Textauszug
=======

Abends versuchen wir unser Glück in der "Kantine" - das Restaurant stünde eh nicht zur Wahl – dort wird eine Hochzeit gefeiert. Und ob wir da mit unseren Trekkingschuhen hinpassen, ist doch die Frage ;-) Die Kantine ist weder verlockend noch einladend. Im Gegenteil: Sie strahlt schmuddelige, lieblose Ungemütlichkeit aus. Das liegt nicht nur an der wenig ansprechenden Präsentation der Speisen, sondern auch an der kläglichen Auswahl. Wir laufen mehrfach rum, schauen uns alles genau an, aber das Angebot wird nicht besser. Und es ist schweineteuer... die „geht-so-Suppe“ von Chris und je ein kleines Sandwiches kosten uns satte 30 Euro. Der Preis ist übrigens das Einzige, was hier als "satt" bezeichnet werden kann... unzufrieden und noch ein bisschen hungrig lassen wir den Tag zu ende gehen.
Am nächsten Morgen stehen wir früh auf, weil Chris den spukenden Geysir bei Sonnenlicht ablichten will. Um 8:00 Uhr öffnet der Park – kurz danach sind wir da und es hat sich gelohnt. Denn nun sind wir fast die einzigen. Das fehlende Publikum hat wohl auch der Geysir bemerkt und sprudelt relativ lustlos in recht großen Abständen. Dann eben nicht! Mir steht der Sinn sowieso viel mehr nach einem Frühstück und meine Erwartungen werden voll und ganz im Geysir Hotel erfüllt. Frisch gestärkt starten wir Richtung Westfjorde. Natürlich hält das gute Wetter nicht an, aber wir sind um jede Minute Sonnenschein dankbar.
Dummerweise habe ich die Idee einen Abstecher nach Arkanes zu machen. Weil ich ein Bild mit hübschen Holzhäuschen im Reiseführer gesehen hatte. Die Enttäuschung ist entsprechend, als wir durch die graue Hafenstadt fahren. Nichts los und die Holzhäuschen sehen auch definitiv anders aus, als auf den Bildern.
Richtig beeindruckend ist der Weg nach Borgarnes: die Wolken zusammen mit der kargen Landschaft sind ziemlich krass.

=======

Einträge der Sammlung
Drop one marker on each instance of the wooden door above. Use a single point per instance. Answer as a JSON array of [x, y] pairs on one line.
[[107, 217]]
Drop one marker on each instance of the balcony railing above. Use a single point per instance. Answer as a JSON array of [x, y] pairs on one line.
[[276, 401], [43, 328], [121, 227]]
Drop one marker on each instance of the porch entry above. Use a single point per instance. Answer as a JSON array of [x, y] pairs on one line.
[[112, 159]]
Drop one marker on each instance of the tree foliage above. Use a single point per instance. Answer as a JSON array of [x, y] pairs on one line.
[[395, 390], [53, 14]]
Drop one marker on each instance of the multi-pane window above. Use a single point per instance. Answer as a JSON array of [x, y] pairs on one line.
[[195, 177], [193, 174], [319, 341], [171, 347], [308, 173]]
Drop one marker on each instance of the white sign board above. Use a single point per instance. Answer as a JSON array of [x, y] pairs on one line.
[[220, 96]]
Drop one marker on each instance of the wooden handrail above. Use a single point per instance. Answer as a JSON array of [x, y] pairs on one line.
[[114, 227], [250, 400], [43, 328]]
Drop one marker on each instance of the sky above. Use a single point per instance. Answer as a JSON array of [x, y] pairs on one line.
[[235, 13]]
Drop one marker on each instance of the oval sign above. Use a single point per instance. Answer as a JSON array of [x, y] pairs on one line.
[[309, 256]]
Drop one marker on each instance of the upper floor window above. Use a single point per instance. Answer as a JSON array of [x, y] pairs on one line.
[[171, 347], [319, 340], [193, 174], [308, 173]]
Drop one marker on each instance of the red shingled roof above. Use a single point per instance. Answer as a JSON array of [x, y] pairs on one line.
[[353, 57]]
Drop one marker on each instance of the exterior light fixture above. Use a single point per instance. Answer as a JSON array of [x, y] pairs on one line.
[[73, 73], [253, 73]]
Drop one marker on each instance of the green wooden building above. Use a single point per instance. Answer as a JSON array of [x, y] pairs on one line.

=======

Ziel der Aufgabe
Setze den Reisebericht im Anschluss an seinen letzten Satz fort. Die Datensätze haben mit dem Reisebericht nichts zu tun.

Ergebnis der Aufgabe
Wir fahren immer weiter gen Norden und verlassen schließlich die Hauptstrasse, um nach Djupavik entlang der Fjorde zu fahren. Leider ist es grau und durch die karge Mondlandschaft fühlt man sich ein wenig an Mordor aus „Herr der Ringe“ erinnert.
Die Schotterpiste Nr. 643 führt – selbstverständlich ohne Leitplanken – dicht an Fels und Abgrund entlang. Hallo... ich habe Höhenangst! Und ich will nicht in dieser Einöde sterben. Egal – da muss ich wohl durch. Chris meint, ich müsse der Landschaft eine „Chance geben“ (was immer er damit auch meint). Kurze Zeit später gibt er zu, was er hier sieht, sei schon etwas morbide ... ach?! Morbide ist noch nichts gegen das, was einen erwartet, wenn man in die Bucht von Djupavik einbiegt.
Man sieht das rostige Schiffswrack vor der verfallenen Heringsfabrik mit wolkenverhangenem Himmel und grauem Meer. Das ist für mich der Innbegriff von morbide – oder von 10 Gruselfilmen, die mir adhoc einfallen, die ich aber für mich behalte, weil ich „dem Ganzen ja eine Chance“ geben soll...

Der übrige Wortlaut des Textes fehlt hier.